▸ **Text to read**
-*-

As indicated the timer has been reporting an average usage of 5Kwh per day prior to installing the inverter and strangely 15-20kwh afterwards.
The increase therefore seems to have something to do with the inverter installation.
Perhaps something like the thermostat has somehow been ‘fused’ on when rewiring of the DB took place? Alternatively it may just be coincidental?

How does the timer report consumption??

Timer reports energy usage I mean. Sorry.


Do you have an ammeter that can measure the current drawn by your geyser (and voltage)?
I would do a test to see if the energy is the same. You’ll have to measure the time the geyser is on for and compare your calcs with the CBI Astute…

What size geyser is it?
What’s the orientation? Horizontal or vertical?
Does the water coming out of the taps seem hotter than before.
What’s your hot water consumption like?
What’s the thermostat set to.

As others have said, 5kw seems a bit low. I installed a 100l vertical geyser recently and I heat it once a day during peak solar and it uses around 6kw to heat it to about 60-65 degrees.

Unless the installer/electrician in some way wired things that the CBI timer is now actually bypassed (i.e. that the geyser element is purely left to on/off control by the thermostat) there is not realy a way that the inverter installation can increase the geyser electricity consumption.

@RichardvdS how long have you had the CBI timer? i.e. how much data do you have to compare the geyser 5kWh vs sudden 20kWh usage to? Like others have said ambient temperature change and/or warm water usage changes can also explain some increase in time the geyser element will be on for.

-*-

▸ **Written request A**
Answer these questions from the discussion of geyser electricity use.
(i) What average daily usage did the timer report before the inverter was installed?
(ii) What size and orientation of geyser did one contributor install recently?
(iii) Which device might the installer have bypassed, allowing the thermostat alone to control the geyser element?

Saved entries:

-*-

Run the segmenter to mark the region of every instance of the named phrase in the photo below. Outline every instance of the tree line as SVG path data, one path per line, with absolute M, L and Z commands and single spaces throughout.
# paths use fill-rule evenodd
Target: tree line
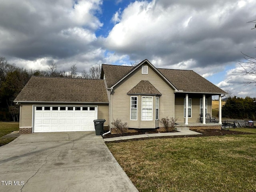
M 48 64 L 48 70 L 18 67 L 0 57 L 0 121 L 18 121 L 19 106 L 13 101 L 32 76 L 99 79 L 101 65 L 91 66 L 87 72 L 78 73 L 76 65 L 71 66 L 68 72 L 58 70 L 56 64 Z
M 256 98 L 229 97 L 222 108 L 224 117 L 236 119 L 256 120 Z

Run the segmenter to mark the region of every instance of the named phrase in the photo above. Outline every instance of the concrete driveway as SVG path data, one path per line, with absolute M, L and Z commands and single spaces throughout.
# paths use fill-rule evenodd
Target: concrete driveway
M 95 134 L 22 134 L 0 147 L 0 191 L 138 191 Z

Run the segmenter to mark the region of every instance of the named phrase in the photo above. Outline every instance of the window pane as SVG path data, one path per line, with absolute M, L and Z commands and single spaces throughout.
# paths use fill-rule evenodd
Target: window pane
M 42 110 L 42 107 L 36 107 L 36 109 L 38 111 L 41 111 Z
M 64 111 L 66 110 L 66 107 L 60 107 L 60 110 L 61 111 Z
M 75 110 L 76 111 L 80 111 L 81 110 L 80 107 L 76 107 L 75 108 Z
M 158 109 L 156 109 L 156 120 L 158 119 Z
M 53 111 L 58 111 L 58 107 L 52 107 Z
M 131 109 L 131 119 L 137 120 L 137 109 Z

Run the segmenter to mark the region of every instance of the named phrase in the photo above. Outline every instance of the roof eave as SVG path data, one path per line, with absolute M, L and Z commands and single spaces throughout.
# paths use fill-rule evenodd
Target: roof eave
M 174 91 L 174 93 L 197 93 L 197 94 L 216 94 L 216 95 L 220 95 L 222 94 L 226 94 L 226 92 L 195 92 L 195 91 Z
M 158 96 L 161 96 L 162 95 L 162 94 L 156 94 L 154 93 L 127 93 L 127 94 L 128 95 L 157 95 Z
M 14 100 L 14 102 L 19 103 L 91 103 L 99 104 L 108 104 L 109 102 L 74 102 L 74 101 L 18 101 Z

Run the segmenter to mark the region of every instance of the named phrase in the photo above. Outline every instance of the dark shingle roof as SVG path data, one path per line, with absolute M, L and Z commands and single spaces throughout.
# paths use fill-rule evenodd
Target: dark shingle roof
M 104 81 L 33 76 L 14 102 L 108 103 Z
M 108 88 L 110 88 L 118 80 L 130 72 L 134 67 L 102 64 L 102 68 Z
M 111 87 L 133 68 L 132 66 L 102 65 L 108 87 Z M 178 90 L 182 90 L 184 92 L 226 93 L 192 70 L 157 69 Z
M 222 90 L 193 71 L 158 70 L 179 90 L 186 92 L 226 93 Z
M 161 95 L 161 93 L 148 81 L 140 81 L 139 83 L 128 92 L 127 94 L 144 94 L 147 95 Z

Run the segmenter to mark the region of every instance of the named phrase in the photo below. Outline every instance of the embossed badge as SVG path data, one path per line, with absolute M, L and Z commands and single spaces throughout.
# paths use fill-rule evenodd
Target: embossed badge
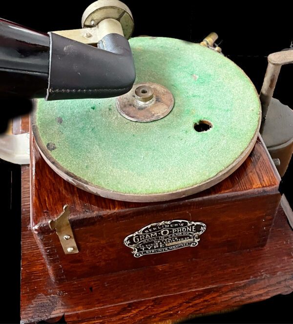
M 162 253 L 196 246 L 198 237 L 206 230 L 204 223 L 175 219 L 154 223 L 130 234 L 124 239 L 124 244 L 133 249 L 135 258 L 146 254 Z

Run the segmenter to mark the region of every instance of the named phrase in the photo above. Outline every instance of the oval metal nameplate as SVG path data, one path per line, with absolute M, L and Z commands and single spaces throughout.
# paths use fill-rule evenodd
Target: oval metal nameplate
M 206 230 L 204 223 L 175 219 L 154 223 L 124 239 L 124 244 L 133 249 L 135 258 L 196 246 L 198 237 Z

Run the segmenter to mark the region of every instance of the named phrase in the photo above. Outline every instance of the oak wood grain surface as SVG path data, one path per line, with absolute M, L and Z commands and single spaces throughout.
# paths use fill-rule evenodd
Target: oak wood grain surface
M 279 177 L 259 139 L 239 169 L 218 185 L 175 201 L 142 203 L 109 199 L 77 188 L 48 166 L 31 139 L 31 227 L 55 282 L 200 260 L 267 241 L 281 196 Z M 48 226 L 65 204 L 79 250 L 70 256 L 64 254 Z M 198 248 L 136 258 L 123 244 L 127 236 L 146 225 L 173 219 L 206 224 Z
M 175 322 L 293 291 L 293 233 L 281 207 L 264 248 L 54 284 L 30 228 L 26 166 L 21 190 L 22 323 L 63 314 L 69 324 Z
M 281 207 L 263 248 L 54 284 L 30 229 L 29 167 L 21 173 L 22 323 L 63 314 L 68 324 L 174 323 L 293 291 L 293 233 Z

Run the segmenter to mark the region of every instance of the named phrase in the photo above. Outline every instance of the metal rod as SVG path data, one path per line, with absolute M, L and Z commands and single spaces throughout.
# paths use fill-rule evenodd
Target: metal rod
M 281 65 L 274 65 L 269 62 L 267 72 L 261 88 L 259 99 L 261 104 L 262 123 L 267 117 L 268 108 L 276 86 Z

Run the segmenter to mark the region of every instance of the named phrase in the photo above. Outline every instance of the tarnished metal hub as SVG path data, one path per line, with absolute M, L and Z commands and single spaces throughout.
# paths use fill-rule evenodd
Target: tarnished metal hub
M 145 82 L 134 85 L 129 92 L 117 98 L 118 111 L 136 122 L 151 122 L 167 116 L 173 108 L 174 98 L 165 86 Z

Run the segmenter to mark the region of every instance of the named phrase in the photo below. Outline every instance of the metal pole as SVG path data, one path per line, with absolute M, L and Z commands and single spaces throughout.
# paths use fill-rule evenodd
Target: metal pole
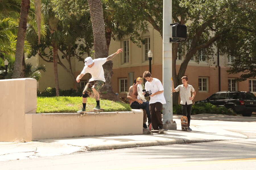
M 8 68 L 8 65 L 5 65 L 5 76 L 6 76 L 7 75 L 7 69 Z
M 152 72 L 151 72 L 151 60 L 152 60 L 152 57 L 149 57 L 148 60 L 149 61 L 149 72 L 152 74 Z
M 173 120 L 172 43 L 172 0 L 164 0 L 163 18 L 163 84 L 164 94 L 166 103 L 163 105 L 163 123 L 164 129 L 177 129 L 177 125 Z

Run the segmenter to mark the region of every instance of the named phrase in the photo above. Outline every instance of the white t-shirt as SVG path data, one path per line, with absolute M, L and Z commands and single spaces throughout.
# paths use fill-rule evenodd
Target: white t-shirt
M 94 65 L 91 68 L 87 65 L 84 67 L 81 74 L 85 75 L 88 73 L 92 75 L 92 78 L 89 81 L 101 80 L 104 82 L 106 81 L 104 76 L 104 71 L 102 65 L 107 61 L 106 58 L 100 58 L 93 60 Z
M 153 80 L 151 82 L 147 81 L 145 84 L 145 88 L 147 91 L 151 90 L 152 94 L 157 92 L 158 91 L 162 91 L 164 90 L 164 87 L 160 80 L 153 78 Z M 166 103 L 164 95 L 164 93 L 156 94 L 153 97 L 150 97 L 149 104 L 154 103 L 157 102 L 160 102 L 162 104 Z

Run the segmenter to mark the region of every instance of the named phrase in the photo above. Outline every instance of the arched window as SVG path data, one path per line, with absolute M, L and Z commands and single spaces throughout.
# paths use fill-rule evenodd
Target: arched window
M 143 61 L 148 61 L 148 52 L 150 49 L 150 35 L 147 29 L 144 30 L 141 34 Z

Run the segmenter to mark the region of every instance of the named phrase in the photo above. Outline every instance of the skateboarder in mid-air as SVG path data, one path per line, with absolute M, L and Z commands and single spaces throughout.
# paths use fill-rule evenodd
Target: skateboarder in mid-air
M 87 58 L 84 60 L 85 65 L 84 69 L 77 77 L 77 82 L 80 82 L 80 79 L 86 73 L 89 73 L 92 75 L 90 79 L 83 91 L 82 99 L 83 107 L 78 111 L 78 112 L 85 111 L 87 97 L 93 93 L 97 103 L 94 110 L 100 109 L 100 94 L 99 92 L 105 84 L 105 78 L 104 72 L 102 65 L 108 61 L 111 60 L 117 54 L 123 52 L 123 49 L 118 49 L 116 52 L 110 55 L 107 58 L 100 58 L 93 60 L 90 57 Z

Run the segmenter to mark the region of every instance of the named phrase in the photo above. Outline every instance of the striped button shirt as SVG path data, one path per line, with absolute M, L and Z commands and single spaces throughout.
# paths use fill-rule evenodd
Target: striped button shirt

-*-

▸ **Written request B**
Format the lines of the saved entries starting at the one containing "the metal rod" and ending at the one containing "M 173 120 L" as a numbered list. Drop blank lines and the picture.

▸ **Exercise output A**
(i) 5Kwh per day
(ii) A 100l vertical geyser
(iii) The CBI timer

▸ **Exercise output B**
1. Run the segmenter to mark the region of every instance of the named phrase in the photo above. Outline every instance of the metal rod as SVG path data, one path per line, with absolute M, L and Z commands and single spaces throughout.
2. # paths use fill-rule evenodd
3. Target: metal rod
4. M 281 65 L 274 65 L 269 62 L 267 72 L 261 88 L 259 99 L 261 104 L 262 123 L 267 117 L 268 108 L 276 86 Z
5. Run the segmenter to mark the region of every instance of the named phrase in the photo above. Outline every instance of the tarnished metal hub as SVG path data, one path per line, with absolute M, L and Z commands and single spaces throughout.
6. # paths use fill-rule evenodd
7. Target: tarnished metal hub
8. M 145 82 L 134 85 L 129 92 L 117 98 L 118 111 L 136 122 L 151 122 L 167 116 L 173 108 L 174 98 L 165 86 Z
9. Run the segmenter to mark the region of every instance of the named phrase in the photo below. Outline every instance of the metal pole as SVG path data, one path per line, with absolute M, L and Z commands and single spaces throughout.
10. # paths use fill-rule evenodd
11. Target: metal pole
12. M 8 68 L 8 65 L 5 65 L 5 76 L 6 76 L 7 75 L 7 69 Z
13. M 152 72 L 151 72 L 151 60 L 152 60 L 152 57 L 149 57 L 148 60 L 149 61 L 149 72 L 152 74 Z
14. M 173 120 L 172 43 L 172 0 L 164 0 L 163 18 L 163 84 L 164 94 L 166 103 L 163 105 L 163 123 L 164 129 L 177 129 L 177 125 Z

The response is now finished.